◆ Passage:
Content starts

The Supreme Court will hear arguments Wednesday in a case likely to produce a historic ruling: whether the 14th Amendment’s guarantee of citizenship to “all persons born or naturalized in the United States and subject to the jurisdiction thereof” covers every child born on U.S. soil. The case arises from President Trump’s executive order, issued on the first day of his second term, that seeks to bar automatic citizenship for babies born in the U.S. to parents who entered the country unlawfully or who are here on temporary visas.
Trump has repeatedly argued that the Constitution does not guarantee birthright citizenship as broadly as courts have interpreted it, saying the 14th Amendment was meant to protect the children of former slaves, not “the entire world.” Critics note that many countries, including Canada, Mexico, Brazil and Argentina, also recognize birthright citizenship.
To understand the dispute, legal historians point back to the post–Civil War era. The 14th Amendment was adopted to overturn Dred Scott, which held that Black people could not be citizens. Its citizenship clause was intended to create a clear rule: children born in the United States would be citizens. University of Virginia law professor Amanda Frost emphasizes that Congress sought a bright-line definition that would encompass former slaves’ children and immigrants’ children alike.
The key precedent is the 1898 Supreme Court decision in United States v. Wong Kim Ark. Wong was born in San Francisco in 1873 to Chinese parents who later returned to China; when he tried to re-enter the U.S., authorities denied his return on the theory he was not a citizen. The Court, 6–2, held that someone born in the United States to parents who were subject to U.S. jurisdiction is a citizen. The opinion noted only a few exceptions—children of foreign diplomats, occupying armies, and Native American tribes—of which only the diplomatic exception remains relevant today.
The Trump administration argues Wong’s parents, though of Chinese origin, effectively had permanent residence and were subject to U.S. jurisdiction, distinguishing that case from children of parents who entered illegally or held only temporary status. Advocates for the administration, including Daniel Epstein of America First Legal, contend citizenship should turn on parental allegiance to the United States, arguing that unlawful entry demonstrates a lack of allegiance and that birth tourism and other abuses justify limiting the rule.

Content ends

◆ Using the information:
1. Duplicate the part of the birthright citizenship passage that opens with the words containing "To understand the" and closes with "immigrants’ children alike.".
2. Finish out the next part of the passage on the birthright citizenship case, picking up after its last sentence.

◆ Provided data:
Content starts

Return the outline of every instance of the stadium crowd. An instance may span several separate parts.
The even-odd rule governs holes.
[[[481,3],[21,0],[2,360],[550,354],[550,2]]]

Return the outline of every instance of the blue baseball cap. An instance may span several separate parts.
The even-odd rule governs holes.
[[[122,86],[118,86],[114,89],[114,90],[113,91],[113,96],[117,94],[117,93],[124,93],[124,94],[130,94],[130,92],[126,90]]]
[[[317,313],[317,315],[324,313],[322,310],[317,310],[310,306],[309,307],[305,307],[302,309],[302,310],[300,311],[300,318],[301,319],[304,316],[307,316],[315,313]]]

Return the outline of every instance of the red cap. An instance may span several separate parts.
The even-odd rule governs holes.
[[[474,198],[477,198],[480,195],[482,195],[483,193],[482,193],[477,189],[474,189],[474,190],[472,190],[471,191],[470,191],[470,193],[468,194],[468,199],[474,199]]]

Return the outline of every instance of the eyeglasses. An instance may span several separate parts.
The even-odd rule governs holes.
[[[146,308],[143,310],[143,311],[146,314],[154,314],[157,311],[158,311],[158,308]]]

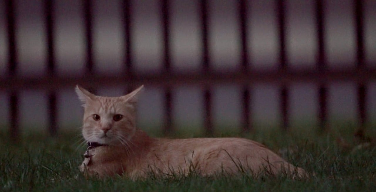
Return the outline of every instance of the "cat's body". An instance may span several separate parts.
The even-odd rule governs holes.
[[[154,138],[135,127],[136,95],[97,96],[77,86],[85,112],[82,133],[88,142],[104,145],[91,149],[80,166],[89,175],[125,175],[133,179],[157,175],[258,174],[285,172],[306,175],[261,144],[240,138]],[[119,115],[121,116],[119,118]]]

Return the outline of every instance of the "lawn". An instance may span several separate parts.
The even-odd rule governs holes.
[[[86,178],[77,169],[85,151],[83,146],[79,147],[79,133],[60,133],[55,138],[30,133],[24,134],[15,144],[3,131],[0,132],[0,191],[376,190],[374,126],[366,128],[362,137],[354,136],[356,129],[351,125],[338,125],[323,133],[303,127],[287,132],[260,129],[241,136],[223,128],[215,133],[217,136],[237,136],[259,141],[312,174],[309,178],[296,180],[283,175],[255,178],[246,174],[152,176],[135,181],[120,176],[103,180]],[[171,135],[193,136],[185,133]]]

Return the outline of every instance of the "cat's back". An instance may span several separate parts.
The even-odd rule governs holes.
[[[204,174],[220,171],[221,168],[236,172],[236,162],[253,169],[267,159],[285,161],[261,144],[242,138],[159,139],[154,144],[148,157],[154,159],[153,163],[179,169],[192,166]]]

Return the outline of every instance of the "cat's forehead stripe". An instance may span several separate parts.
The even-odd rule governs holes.
[[[118,102],[118,98],[116,97],[102,97],[101,99],[99,100],[101,104],[99,112],[112,113],[115,112],[114,105]]]

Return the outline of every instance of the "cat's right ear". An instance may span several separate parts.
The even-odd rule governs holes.
[[[84,103],[84,104],[89,101],[92,101],[95,99],[95,95],[91,93],[78,85],[76,86],[76,92],[78,95],[78,98]]]

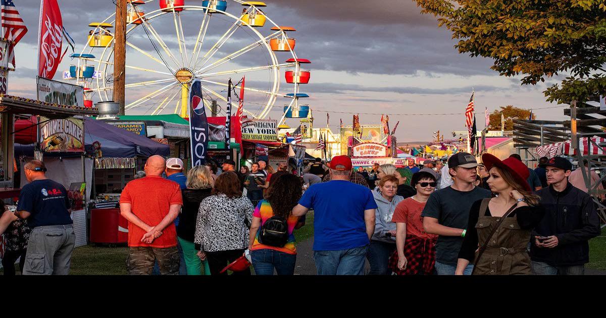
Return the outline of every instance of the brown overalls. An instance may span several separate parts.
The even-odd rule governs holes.
[[[490,199],[484,199],[480,205],[476,229],[478,242],[481,246],[501,217],[485,216]],[[530,275],[530,257],[526,248],[530,239],[530,229],[522,230],[518,224],[518,216],[505,217],[488,242],[474,275]],[[478,251],[475,259],[478,259]]]

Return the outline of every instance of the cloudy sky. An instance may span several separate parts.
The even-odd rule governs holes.
[[[35,97],[39,1],[14,2],[29,30],[16,49],[17,70],[9,76],[9,93]],[[199,0],[185,2],[186,4],[198,5],[202,2]],[[238,15],[241,7],[233,1],[228,2],[227,12]],[[86,36],[91,28],[87,25],[91,22],[100,22],[111,15],[115,10],[112,1],[59,0],[59,3],[65,27],[75,40],[76,51],[79,53],[85,48],[88,53]],[[416,2],[411,0],[267,0],[267,3],[268,7],[264,12],[273,21],[297,29],[292,33],[297,40],[295,51],[299,58],[312,62],[308,66],[305,65],[311,71],[311,80],[309,84],[302,84],[300,91],[310,96],[304,102],[313,110],[316,127],[325,127],[327,112],[330,113],[330,124],[333,129],[339,119],[344,124],[350,124],[354,113],[360,113],[362,124],[378,124],[381,114],[385,113],[390,114],[391,127],[398,121],[401,122],[396,132],[399,142],[428,141],[432,132],[437,130],[446,132],[448,136],[448,133],[452,131],[465,130],[463,113],[472,87],[476,91],[479,129],[484,127],[485,107],[489,112],[506,105],[544,108],[534,111],[539,119],[564,119],[563,107],[553,108],[558,105],[545,101],[542,93],[545,84],[521,86],[517,79],[499,76],[491,71],[490,60],[459,54],[453,47],[454,42],[451,34],[438,28],[433,16],[422,15]],[[153,1],[141,8],[148,12],[157,7],[157,1]],[[190,55],[202,15],[200,12],[192,11],[182,16],[185,47]],[[213,16],[201,54],[227,30],[234,21],[230,19],[227,16]],[[152,25],[167,45],[178,52],[173,23],[171,14],[152,20]],[[265,36],[271,33],[271,26],[268,22],[264,27],[256,30]],[[238,30],[210,61],[225,56],[256,41],[255,34],[245,28]],[[149,39],[143,28],[138,27],[130,33],[128,41],[156,58],[163,56],[167,64],[172,63],[168,56],[162,54],[161,48],[159,54],[155,51],[152,44],[154,41]],[[99,58],[102,50],[95,50],[92,53]],[[278,53],[276,55],[281,63],[288,58],[287,53]],[[107,54],[105,58],[107,59]],[[267,51],[259,47],[211,71],[262,66],[267,65],[268,61]],[[67,70],[75,62],[66,56],[59,70]],[[133,49],[127,51],[127,64],[165,74],[170,71],[168,67]],[[177,68],[176,64],[178,63],[172,65],[173,70]],[[291,92],[293,89],[284,79],[284,70],[280,70],[279,77],[279,91],[282,93]],[[60,79],[61,76],[61,72],[58,72],[55,79]],[[237,78],[237,81],[241,75],[231,76]],[[167,77],[157,72],[127,70],[127,84]],[[210,79],[225,82],[227,77],[225,75]],[[247,86],[267,90],[271,87],[270,78],[267,70],[250,73],[247,75]],[[168,83],[127,88],[127,102],[161,88],[166,84]],[[95,83],[89,85],[96,87]],[[220,87],[209,86],[210,90],[226,94]],[[169,89],[156,98],[161,101],[171,97],[170,94],[176,96],[176,92]],[[259,104],[265,98],[254,93],[245,97],[250,102],[248,107],[253,113],[258,111]],[[162,113],[174,111],[176,99],[175,101]],[[281,116],[281,106],[287,102],[285,101],[284,98],[278,99],[270,113],[271,118]],[[220,105],[224,105],[220,99],[218,102]],[[131,113],[150,113],[158,104],[158,101],[145,101],[140,107],[133,108]],[[289,120],[287,123],[293,126],[296,119]]]

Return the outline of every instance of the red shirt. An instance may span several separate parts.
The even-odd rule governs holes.
[[[419,202],[411,197],[398,204],[393,212],[391,222],[406,224],[406,235],[414,235],[421,239],[435,239],[436,234],[429,234],[423,229],[423,217],[421,216],[426,202]]]
[[[147,176],[127,184],[120,203],[130,203],[131,211],[150,227],[159,224],[168,214],[171,204],[183,205],[179,184],[157,176]],[[141,242],[146,231],[128,222],[128,246],[163,248],[177,245],[177,232],[171,222],[151,244]]]

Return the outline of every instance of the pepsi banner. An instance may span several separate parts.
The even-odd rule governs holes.
[[[191,166],[206,163],[208,148],[208,121],[202,99],[202,84],[196,79],[190,87],[190,133],[191,144]]]

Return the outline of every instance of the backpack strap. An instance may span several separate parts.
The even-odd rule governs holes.
[[[482,200],[482,205],[480,207],[480,210],[481,210],[481,211],[482,210],[482,207],[483,207],[484,205],[484,202],[486,202],[486,204],[485,204],[485,207],[484,209],[483,213],[486,213],[486,208],[488,207],[488,202],[490,200],[490,199],[484,199],[484,200]],[[501,224],[502,224],[503,221],[505,220],[505,217],[507,217],[508,216],[509,216],[509,214],[511,214],[511,212],[513,211],[513,210],[516,208],[516,207],[517,207],[517,206],[518,206],[518,203],[516,202],[516,204],[514,204],[513,205],[511,206],[511,208],[509,208],[509,210],[508,210],[507,211],[505,212],[504,214],[503,214],[503,216],[501,217],[501,219],[499,220],[499,222],[497,222],[496,226],[494,227],[494,228],[493,228],[492,231],[490,231],[490,234],[488,234],[488,236],[486,237],[486,240],[484,241],[484,243],[482,244],[482,246],[481,246],[480,248],[478,249],[478,257],[476,257],[476,261],[473,262],[473,270],[471,271],[471,275],[473,275],[473,272],[476,271],[476,267],[478,265],[478,263],[480,260],[480,257],[482,257],[482,254],[484,254],[484,251],[486,250],[486,248],[488,245],[488,242],[490,242],[490,239],[491,239],[492,237],[493,237],[493,235],[494,234],[494,232],[496,231],[496,229],[499,228],[499,227],[501,227]],[[479,217],[479,216],[478,216],[478,217]]]

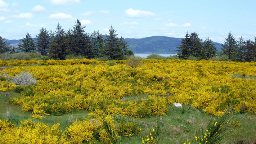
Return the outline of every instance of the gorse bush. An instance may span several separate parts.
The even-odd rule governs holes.
[[[116,132],[121,136],[131,137],[141,132],[139,125],[136,122],[122,120],[116,125]]]
[[[25,86],[35,85],[37,81],[32,74],[28,72],[23,72],[19,75],[15,75],[13,78],[12,81],[16,85]]]
[[[131,68],[135,68],[141,66],[142,62],[138,57],[133,55],[127,60],[126,64]]]

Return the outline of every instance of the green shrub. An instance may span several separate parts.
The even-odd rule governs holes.
[[[114,62],[114,60],[111,60],[107,63],[106,64],[108,65],[109,67],[112,67],[116,64],[116,62]]]
[[[118,123],[116,127],[116,132],[119,135],[130,138],[141,132],[139,124],[136,122],[125,121],[122,120]]]
[[[167,58],[165,57],[162,56],[157,54],[151,54],[147,57],[147,59],[166,59]]]
[[[226,55],[221,55],[219,56],[214,57],[209,59],[210,60],[215,61],[230,61],[228,56]]]

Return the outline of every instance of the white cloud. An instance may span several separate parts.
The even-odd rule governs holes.
[[[175,27],[175,26],[177,26],[177,25],[175,23],[169,23],[165,24],[165,26],[167,27]]]
[[[8,21],[5,21],[4,22],[5,23],[11,23],[13,22],[13,21],[12,21],[8,20]]]
[[[51,14],[50,15],[49,17],[52,19],[75,19],[70,14],[62,13]]]
[[[90,20],[88,19],[83,19],[81,21],[81,24],[82,25],[90,24],[91,23],[91,22]]]
[[[28,26],[29,27],[35,27],[37,26],[36,24],[31,24],[31,23],[30,23],[29,22],[27,22],[27,23],[26,23],[26,24],[25,24],[25,26]]]
[[[31,13],[22,13],[17,15],[14,15],[14,17],[18,18],[31,18],[34,17],[34,15]]]
[[[108,14],[109,13],[109,11],[106,10],[102,10],[98,11],[98,12],[100,13],[102,13],[103,14]]]
[[[46,9],[42,6],[41,5],[36,5],[35,6],[35,7],[32,8],[31,9],[31,11],[32,12],[39,12],[44,11],[45,10],[46,10]]]
[[[90,16],[91,15],[92,15],[93,14],[95,14],[96,13],[94,12],[92,12],[92,11],[89,11],[89,12],[85,12],[85,13],[82,14],[81,15],[83,16]]]
[[[7,8],[9,5],[9,4],[5,2],[3,0],[0,0],[0,8]]]
[[[173,35],[173,32],[170,32],[169,33],[165,33],[165,35],[167,35],[167,36],[171,36],[172,35]]]
[[[136,22],[125,22],[123,23],[123,24],[125,25],[137,25],[139,23]]]
[[[163,18],[156,18],[154,19],[154,20],[155,21],[159,21],[162,20],[163,19]]]
[[[4,21],[5,19],[5,17],[0,17],[0,21]]]
[[[11,5],[12,7],[15,7],[18,6],[19,3],[17,2],[13,3]]]
[[[81,3],[80,0],[50,0],[54,5],[68,5]]]
[[[128,17],[133,18],[149,17],[156,15],[154,13],[151,12],[140,10],[138,9],[135,10],[133,9],[127,9],[125,11],[125,13]]]
[[[191,24],[189,23],[185,23],[182,25],[182,26],[185,27],[190,27],[191,26]]]

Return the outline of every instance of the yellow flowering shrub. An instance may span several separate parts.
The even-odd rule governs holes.
[[[59,125],[57,123],[50,127],[28,120],[21,121],[17,127],[8,120],[0,120],[0,143],[70,143],[59,129]]]
[[[0,72],[12,77],[28,71],[37,79],[36,84],[26,87],[21,96],[8,102],[22,106],[24,111],[34,112],[35,117],[85,109],[131,117],[164,116],[167,105],[176,103],[192,105],[215,116],[230,105],[236,111],[256,114],[256,62],[141,60],[143,64],[135,68],[125,64],[125,60],[115,60],[118,64],[111,67],[105,64],[108,61],[86,59],[1,60],[3,65],[44,66],[17,67]],[[241,76],[233,76],[237,74]],[[15,86],[0,81],[0,90]],[[123,99],[143,94],[151,96]]]
[[[97,123],[87,119],[82,121],[76,120],[64,132],[69,137],[72,143],[81,144],[89,142],[93,138],[93,134],[98,127]]]

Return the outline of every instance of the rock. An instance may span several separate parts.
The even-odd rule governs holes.
[[[8,96],[10,95],[10,93],[5,93],[4,94],[4,96]]]
[[[175,103],[172,104],[172,105],[175,106],[175,107],[177,108],[181,108],[182,107],[182,105],[181,104],[179,103]]]

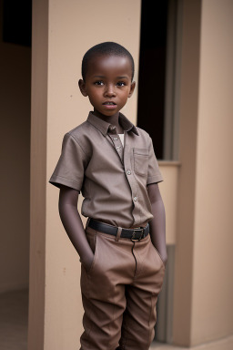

Content ends

◆ Answers to the exercise:
1.
To understand the dispute, legal historians point back to the post–Civil War era. The 14th Amendment was adopted to overturn Dred Scott, which held that Black people could not be citizens. Its citizenship clause was intended to create a clear rule: children born in the United States would be citizens. University of Virginia law professor Amanda Frost emphasizes that Congress sought a bright-line definition that would encompass former slaves’ children and immigrants’ children alike.

2.
Opponents, including the ACLU’s Cecillia Wang, say the executive order attempts a radical rewrite of the Constitution by executive fiat. They stress that the 14th Amendment confers citizenship on the child, not the parent, reflecting a longstanding principle that children are not punished for their parents’ conduct. Wang and others warn that stripping birthright citizenship by executive order would immediately render tens of thousands of U.S.-born children noncitizens each month and could create a permanent, possibly stateless underclass if parents’ home countries do not recognize them.
Historical practice supports the broad reading: during World War II, children born in detention camps to Japanese Americans were still recognized as citizens; Congress later codified understandings consistent with birthright citizenship through mid-20th-century legislation. The U.S. Conference of Catholic Bishops and other faith groups also warn of humanitarian and legal consequences if birthright citizenship is eliminated.
Policy arguments feature on both sides. Supporters of limiting birthright citizenship, including Senator Ted Cruz and other Republican lawmakers, call it an incentive for illegal immigration and say it rewards breaking immigration law. Critics point to data showing “birth tourism” births are a small share of the roughly 3.6 million U.S. births a year—estimates place birth tourism at roughly 20,000–26,000 births annually—and argue that eliminating birthright citizenship would produce larger, counterintuitive effects, such as increasing the undocumented population by making children and future generations ineligible for legal status. Penn State’s Population Research Institute projects repeal could add millions to the undocumented population by 2045.
Practical questions also loom. How would hospitals, states and federal agencies determine a newborn’s citizenship status at birth? What documentation would be required, and who would enforce such rules? Justice Brett Kavanaugh raised such concerns in a related case, and the Trump administration’s solicitor general has responded that federal officials would have to figure out the logistics.
At the Court, justices are expected to revisit Wong Kim Ark and other precedents that have shaped 160 years of practice. The outcome could resolve whether an executive order can effectively alter the meaning of a constitutional amendment ratified by a post–Civil War Congress and by the states, or whether the 14th Amendment’s citizenship clause remains the bright-line rule that has long governed citizenship at birth in the United States.